WORK TO COMPLETE » Return only those lines of the records below in which "truck" appears.

Stored data entries »
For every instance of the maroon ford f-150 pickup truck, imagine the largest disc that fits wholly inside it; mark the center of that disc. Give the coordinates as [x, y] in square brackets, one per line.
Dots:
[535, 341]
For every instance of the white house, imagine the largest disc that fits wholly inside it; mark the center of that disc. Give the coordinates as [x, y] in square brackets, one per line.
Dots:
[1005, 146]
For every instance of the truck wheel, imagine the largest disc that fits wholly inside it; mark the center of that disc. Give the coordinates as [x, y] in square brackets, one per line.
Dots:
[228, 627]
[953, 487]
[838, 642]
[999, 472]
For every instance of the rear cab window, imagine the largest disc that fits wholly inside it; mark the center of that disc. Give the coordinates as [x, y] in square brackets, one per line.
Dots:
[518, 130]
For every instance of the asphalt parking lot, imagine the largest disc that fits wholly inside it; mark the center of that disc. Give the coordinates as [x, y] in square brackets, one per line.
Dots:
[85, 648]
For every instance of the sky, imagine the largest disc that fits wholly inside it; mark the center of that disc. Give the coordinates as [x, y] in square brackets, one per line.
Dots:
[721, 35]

---

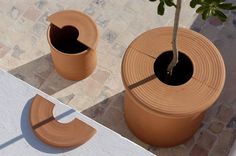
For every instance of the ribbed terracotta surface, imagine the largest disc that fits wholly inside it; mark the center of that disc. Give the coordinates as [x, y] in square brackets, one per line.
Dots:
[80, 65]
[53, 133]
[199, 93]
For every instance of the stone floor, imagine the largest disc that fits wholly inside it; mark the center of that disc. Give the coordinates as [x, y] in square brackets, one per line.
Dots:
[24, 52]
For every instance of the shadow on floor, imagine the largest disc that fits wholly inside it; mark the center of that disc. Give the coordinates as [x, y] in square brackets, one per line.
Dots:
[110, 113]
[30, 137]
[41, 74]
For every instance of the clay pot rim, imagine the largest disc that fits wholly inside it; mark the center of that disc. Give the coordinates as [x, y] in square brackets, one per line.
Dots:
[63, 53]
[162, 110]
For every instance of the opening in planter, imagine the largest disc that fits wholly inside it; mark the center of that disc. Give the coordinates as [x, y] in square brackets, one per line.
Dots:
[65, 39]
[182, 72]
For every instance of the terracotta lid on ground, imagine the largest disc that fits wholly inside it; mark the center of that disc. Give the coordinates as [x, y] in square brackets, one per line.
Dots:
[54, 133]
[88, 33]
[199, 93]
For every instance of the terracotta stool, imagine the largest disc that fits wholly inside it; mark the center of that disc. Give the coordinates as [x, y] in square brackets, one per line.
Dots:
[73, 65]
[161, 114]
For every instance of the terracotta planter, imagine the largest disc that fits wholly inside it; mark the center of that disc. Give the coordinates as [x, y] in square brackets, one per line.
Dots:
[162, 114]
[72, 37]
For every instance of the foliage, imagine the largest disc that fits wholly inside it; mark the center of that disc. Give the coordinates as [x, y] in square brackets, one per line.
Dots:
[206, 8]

EXERCISE ANSWER »
For every instance of the maroon ford f-150 pickup truck, imagine the largest disc that fits wholly inside it; mark the center of that disc. Give the coordinates as [x, y] in square brackets, one per line.
For every instance of the truck wheel, imagine the largest disc that fits wholly inside it; mark the center of that disc. Give the coordinates as [x, y] in square brackets, one per line.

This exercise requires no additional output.